* _Extrait du texte_

^^^^^^^^^^^^^^^^

M. Michel Charasse. Les douzièmes provisoires !

M. Michel Mercier. … et, en effet, on avait recours aux douzièmes provisoires en attendant que cet examen soit achevé.

Devant l’énorme laxisme financier qui régnait, il fallait introduire des règles pour empêcher les parlementaires de réduire les recettes ou d’augmenter les dépenses, afin d’introduire un premier élément de rationalisation.

Dès lors, il est normal que ces règles soient apparues comme un progrès en 1956 et qu’elles aient été reprises, en 1958, par les constituants, Michel Debré en tête, qui souhaitaient mettre en place un régime parlementaire rationalisé, tel qu’il avait été théorisé dans les années trente.

Mais l’article 40 conserve-t-il la même pertinence aujourd'hui, dans le cadre de la révision constitutionnelle dont nous débattons ?

Permettez-moi d’apporter une réponse du point de vue financier – elle sera brève parce que tout a été dit –, mais aussi du point de vue constitutionnel.

Du point de vue financier, un argument imparable a été développé : l’article 40 est fondamental puisqu’on ne s’en sert pas ! C’est tout de même un peu facile, un peu vain.

Nous aurons quelque peine, je le crains, à faire avaler à nos partenaires européens que nous supprimons une règle dont nous ne nous servons pas pour supprimer un déficit qui croît chaque jour. Mais après tout, pourquoi pas, s’ils y croient ?

Mme Nicole Bricq. Plus c’est gros, plus ça passe !

M. Michel Mercier. Du point de vue constitutionnel, qu’allons-nous voter ? Nous allons voter des dispositions entièrement nouvelles. Enfin peut-être, car nombre de ceux qui se sont déclarés contre la suppression de l’article 40 s’apprêtent sans doute à voter la présente révision constitutionnelle.

^^^^^^^^^^^^^^^^

* _Données extraites_

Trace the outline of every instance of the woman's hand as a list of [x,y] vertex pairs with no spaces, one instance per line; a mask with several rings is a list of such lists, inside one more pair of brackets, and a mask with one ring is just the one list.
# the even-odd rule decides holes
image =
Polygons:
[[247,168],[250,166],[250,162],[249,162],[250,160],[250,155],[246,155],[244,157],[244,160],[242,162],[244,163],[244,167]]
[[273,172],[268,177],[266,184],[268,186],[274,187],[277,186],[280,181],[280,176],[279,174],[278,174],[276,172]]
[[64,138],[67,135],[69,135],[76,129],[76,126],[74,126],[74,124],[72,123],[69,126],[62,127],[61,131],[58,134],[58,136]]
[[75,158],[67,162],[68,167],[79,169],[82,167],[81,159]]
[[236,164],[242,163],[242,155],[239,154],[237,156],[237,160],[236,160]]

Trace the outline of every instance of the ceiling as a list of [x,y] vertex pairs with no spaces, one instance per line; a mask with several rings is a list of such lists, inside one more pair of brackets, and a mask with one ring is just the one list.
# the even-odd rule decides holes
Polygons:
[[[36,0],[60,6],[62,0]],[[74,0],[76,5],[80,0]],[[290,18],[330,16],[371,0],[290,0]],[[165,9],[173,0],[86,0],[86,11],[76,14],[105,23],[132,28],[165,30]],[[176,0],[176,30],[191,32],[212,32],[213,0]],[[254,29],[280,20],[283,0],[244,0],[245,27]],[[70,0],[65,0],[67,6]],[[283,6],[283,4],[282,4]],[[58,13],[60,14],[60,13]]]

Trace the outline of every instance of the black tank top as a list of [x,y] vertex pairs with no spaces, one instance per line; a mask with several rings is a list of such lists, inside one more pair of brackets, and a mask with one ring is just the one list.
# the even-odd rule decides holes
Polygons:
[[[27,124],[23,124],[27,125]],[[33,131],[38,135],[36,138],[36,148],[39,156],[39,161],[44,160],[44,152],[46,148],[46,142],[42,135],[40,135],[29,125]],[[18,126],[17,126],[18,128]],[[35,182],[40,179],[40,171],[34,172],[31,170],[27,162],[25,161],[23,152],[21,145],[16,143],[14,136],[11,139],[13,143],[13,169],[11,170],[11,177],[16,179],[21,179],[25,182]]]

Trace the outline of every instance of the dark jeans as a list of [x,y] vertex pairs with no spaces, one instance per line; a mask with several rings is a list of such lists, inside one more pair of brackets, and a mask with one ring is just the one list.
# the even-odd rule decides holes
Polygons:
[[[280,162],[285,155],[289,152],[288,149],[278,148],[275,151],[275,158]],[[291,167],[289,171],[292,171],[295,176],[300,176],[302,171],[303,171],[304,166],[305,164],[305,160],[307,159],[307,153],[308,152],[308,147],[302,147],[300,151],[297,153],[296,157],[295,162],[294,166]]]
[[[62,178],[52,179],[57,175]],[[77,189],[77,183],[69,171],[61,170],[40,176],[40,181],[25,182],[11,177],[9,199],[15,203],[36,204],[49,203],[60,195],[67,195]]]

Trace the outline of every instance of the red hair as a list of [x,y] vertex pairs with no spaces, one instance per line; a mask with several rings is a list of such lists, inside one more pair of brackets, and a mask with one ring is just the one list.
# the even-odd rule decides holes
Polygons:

^^^^^^^^^^^^^^^^

Recopiez fidèlement le passage de l'extrait du débat sur l'article 40 allant de « Nous aurons quelque » jusqu'à « présente révision constitutionnelle. ». Seul l'extrait du débat sur l'article 40 doit servir de référence.

* _Réponse_
Nous aurons quelque peine, je le crains, à faire avaler à nos partenaires européens que nous supprimons une règle dont nous ne nous servons pas pour supprimer un déficit qui croît chaque jour. Mais après tout, pourquoi pas, s’ils y croient ?

Mme Nicole Bricq. Plus c’est gros, plus ça passe !

M. Michel Mercier. Du point de vue constitutionnel, qu’allons-nous voter ? Nous allons voter des dispositions entièrement nouvelles. Enfin peut-être, car nombre de ceux qui se sont déclarés contre la suppression de l’article 40 s’apprêtent sans doute à voter la présente révision constitutionnelle.